## DOCUMENT SEGMENT
+---+
Approaching a white relief by Camargo, we are dazzled by its aura. We only gradually penetrate back from the work, through the cognitive process, to the central meaning.
Guy Brett, 1966
Untitled (Relief No. 347), 1971, is exemplary of Camargo’s penchant for confronting the limits of modernity both aesthetically and philosophically. Composed of diagonally-cut wooden cylinders set atop a flat wooden board, the all-white reliefs provide a kinetic experience indebted at once to historical Constructivism and the minimalist monochromes of his predecessors and mentors Lucio Fontana, Yves Klein and Constantin Brancusi. Cognizant of his peers’ struggle to rid themselves of prewar perspectives that were no longer relevant, Camargo engaged in formal experiments with volume and space, abandoning representation as he constructed what would become his signature wood reliefs. In so doing, the artist radicalized the concept of structural objectivity as it had been known and set in motion a new dialogue on spatial relationships rooted largely between the materiality of the wood cylinders and the conceptual space they project.
“In his long series of reliefs and sculptures he goes back again and again to the same constructive paradigm—a cylinder or cube and the ways it may be cut and combined—and the more he explores it, the more he articulates all its possibilities, the more he undermines its status as a paradigm, as ‘law’, making us question the sort of stability and finality we invest in paradigms. The most subtle thing, perhaps, is that Camargo does not investigate this paradox in an ideal conceptual realm but in light, in the changing light of the everyday world with its incalculable complexity of nuance.” (G. Brett, “A Radical Leap”, Art in Latin America, Ed. Dawn Ades, New Haven: Yale University Press, 1989, pp. 270-275)
+---+
## DATASET EXCERPTS
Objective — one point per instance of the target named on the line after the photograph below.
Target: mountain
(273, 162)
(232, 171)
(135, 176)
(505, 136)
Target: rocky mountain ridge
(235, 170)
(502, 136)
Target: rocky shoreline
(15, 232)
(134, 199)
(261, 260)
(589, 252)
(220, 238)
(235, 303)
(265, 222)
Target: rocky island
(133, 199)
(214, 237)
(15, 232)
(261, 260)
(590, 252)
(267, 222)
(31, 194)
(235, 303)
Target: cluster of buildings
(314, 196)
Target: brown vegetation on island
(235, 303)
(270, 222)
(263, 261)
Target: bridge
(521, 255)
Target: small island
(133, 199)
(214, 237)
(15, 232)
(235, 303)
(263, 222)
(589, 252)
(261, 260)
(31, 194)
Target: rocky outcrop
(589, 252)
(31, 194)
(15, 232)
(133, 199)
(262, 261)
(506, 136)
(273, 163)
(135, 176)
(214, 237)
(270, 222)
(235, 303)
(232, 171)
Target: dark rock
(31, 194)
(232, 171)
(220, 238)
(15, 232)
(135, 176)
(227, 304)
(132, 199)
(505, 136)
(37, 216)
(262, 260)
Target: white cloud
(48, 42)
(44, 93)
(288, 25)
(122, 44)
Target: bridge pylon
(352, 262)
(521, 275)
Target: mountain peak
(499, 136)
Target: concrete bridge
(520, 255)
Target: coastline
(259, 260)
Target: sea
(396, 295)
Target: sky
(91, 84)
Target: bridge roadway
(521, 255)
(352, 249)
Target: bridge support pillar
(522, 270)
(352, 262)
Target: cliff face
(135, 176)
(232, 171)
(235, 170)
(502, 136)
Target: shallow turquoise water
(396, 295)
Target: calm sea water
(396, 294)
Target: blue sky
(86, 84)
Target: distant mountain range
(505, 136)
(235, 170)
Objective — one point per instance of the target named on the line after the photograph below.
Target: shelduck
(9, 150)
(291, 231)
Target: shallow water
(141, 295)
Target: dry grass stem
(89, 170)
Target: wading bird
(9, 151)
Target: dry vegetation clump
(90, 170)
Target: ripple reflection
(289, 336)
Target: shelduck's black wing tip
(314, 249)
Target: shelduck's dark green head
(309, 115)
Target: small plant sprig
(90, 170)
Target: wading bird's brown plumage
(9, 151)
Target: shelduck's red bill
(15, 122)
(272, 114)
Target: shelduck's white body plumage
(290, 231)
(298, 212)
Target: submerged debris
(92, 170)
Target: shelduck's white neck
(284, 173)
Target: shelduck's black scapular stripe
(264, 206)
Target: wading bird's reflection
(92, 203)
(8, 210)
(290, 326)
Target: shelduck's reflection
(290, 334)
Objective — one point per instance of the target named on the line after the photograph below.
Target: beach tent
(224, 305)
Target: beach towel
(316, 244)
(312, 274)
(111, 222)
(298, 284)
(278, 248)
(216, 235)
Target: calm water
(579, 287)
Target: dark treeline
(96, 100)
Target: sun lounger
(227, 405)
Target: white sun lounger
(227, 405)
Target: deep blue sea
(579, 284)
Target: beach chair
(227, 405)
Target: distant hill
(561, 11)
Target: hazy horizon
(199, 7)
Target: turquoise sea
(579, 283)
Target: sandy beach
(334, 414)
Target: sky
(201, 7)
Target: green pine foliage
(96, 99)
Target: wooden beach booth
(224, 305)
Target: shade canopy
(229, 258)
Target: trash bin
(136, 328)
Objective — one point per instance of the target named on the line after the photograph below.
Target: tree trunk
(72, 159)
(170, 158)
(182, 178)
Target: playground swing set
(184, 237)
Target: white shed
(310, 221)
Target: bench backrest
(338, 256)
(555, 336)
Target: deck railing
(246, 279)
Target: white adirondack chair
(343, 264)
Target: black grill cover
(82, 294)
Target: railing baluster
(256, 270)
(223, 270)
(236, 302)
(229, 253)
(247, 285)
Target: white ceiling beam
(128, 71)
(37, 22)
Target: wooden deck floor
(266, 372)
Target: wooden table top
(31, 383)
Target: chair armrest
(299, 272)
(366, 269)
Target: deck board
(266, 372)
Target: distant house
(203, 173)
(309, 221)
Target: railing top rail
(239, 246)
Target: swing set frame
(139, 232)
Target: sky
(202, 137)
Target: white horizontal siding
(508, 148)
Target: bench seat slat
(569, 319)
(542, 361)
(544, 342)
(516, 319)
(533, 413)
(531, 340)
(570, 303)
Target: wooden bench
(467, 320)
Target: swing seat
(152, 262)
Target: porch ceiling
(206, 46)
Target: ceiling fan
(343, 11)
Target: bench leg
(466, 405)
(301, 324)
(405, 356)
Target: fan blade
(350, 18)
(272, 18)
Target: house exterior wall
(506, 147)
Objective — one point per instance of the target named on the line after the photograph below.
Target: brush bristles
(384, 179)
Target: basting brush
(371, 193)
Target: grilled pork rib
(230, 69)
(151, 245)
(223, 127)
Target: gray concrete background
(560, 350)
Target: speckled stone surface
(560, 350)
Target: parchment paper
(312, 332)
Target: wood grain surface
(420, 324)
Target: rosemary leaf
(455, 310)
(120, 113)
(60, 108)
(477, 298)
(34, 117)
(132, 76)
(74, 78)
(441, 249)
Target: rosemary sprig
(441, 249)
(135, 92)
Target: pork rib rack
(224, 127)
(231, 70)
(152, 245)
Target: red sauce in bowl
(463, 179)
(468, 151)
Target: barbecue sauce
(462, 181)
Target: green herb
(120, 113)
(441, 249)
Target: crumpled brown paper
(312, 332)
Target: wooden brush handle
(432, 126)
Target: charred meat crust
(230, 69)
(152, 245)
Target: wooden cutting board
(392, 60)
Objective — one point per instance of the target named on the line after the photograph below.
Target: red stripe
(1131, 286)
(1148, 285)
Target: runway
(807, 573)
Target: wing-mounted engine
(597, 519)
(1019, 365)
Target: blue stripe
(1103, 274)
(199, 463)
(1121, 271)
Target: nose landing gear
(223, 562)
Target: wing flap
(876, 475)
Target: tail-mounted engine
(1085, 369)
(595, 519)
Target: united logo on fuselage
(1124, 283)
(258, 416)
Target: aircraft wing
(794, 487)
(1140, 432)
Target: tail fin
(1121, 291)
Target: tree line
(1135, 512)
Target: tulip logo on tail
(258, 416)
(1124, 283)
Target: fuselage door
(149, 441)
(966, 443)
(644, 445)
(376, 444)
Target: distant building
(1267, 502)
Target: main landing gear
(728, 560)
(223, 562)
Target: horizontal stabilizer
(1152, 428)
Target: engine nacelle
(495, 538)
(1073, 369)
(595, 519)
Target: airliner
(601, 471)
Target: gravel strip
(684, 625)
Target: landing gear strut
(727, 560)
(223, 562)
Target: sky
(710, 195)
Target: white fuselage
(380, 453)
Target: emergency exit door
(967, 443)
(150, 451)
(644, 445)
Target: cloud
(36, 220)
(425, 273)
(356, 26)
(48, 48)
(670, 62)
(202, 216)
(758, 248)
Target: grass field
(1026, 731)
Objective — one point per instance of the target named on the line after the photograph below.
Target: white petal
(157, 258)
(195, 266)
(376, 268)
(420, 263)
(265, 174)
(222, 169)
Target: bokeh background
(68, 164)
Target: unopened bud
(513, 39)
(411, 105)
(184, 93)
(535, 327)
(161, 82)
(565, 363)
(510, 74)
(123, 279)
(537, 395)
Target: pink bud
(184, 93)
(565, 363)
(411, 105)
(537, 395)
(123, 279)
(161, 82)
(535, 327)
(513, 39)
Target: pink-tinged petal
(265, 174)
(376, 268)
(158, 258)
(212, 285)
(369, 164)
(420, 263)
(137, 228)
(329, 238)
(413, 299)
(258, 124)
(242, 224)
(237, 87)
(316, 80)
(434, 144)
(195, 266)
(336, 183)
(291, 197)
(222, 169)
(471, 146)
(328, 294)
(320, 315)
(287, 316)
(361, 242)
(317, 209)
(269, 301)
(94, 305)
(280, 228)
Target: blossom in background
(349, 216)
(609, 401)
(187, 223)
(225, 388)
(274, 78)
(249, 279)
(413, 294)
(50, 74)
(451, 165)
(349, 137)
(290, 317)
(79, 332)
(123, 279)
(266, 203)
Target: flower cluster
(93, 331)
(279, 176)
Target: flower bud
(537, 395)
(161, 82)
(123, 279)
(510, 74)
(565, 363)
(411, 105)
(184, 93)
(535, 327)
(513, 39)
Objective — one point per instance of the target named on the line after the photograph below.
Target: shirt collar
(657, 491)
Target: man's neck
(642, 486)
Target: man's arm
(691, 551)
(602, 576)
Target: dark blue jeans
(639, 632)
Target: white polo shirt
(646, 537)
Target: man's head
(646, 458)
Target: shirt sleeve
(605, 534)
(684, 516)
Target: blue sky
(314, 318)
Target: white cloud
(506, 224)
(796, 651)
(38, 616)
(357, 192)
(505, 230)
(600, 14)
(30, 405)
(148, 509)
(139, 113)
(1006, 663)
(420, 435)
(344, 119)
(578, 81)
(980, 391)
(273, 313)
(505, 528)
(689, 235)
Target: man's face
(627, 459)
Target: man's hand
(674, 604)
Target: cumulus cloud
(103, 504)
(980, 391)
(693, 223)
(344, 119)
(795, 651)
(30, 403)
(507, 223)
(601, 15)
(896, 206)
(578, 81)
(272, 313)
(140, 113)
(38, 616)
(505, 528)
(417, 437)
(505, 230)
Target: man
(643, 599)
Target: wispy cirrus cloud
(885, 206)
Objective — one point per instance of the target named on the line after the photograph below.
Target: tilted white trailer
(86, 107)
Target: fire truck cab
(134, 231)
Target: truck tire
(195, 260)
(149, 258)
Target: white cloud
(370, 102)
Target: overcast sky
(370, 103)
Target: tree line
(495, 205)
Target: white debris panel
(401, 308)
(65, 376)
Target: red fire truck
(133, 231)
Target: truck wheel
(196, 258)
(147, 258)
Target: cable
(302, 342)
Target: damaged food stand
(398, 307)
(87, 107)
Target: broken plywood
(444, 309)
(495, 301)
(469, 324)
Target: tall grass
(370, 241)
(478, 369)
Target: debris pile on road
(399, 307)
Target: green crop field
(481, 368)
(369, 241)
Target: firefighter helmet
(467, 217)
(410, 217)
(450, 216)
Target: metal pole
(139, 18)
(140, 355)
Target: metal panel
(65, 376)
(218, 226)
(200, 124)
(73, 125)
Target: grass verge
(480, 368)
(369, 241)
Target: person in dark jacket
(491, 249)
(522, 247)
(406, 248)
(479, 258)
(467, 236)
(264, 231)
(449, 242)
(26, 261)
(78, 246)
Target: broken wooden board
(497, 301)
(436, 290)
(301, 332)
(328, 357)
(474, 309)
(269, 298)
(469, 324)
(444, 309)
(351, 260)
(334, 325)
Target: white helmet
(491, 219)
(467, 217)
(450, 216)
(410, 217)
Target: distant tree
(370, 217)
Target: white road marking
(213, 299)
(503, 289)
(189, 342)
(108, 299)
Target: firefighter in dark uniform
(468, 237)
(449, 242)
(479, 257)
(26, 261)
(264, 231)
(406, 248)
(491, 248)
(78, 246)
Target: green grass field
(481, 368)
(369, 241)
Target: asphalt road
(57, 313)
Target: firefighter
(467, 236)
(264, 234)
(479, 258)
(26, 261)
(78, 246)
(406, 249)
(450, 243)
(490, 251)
+---+
## ACTIONS TO TAKE
A – Name the artists that the text on Camargo's white reliefs identifies as his predecessors and mentors.
B – Write the next passage of the commentary on Camargo's white reliefs, following on from its closing citation.

## RESPONSES BY TASK
A – Lucio Fontana, Yves Klein, Constantin Brancusi

B –
By 1971, Camargo’s reliefs had achieved their formal apex: the carved wooden cylinders, projecting at a multiplicity of angles, create a stunning puzzle through an exchange of light and shadow around each module. The quiet of the monochromatic white surface comes into direct contrast with the frenzied patternless forms that protrude from it. The dichotomy is symptomatic of the artist’s meditations on balance and chaos, order and disintegration.
This philosophical perceptiveness in tandem with Camargo’s experimental spirit permeates the entirety of his artistic production. Camargo understood his reliefs as intellectual products that were conscious reflections of the world in which they were created and historically situated there within. In the midst of widespread violence, political oppression, philosophical uncertainty and technological innovation, Camargo, like other artists, sought to redefine what the concept of art-making truly meant. While the sculptural reliefs acknowledge the precedents of his mentors, from the Argentines Fontana and Pettoruti to the Europeans Klein and Brancusi, this explicit awareness and hybridization of forms distinguishes the work both in concept and in form and engages a new dialogue with the generation of artists that would follow.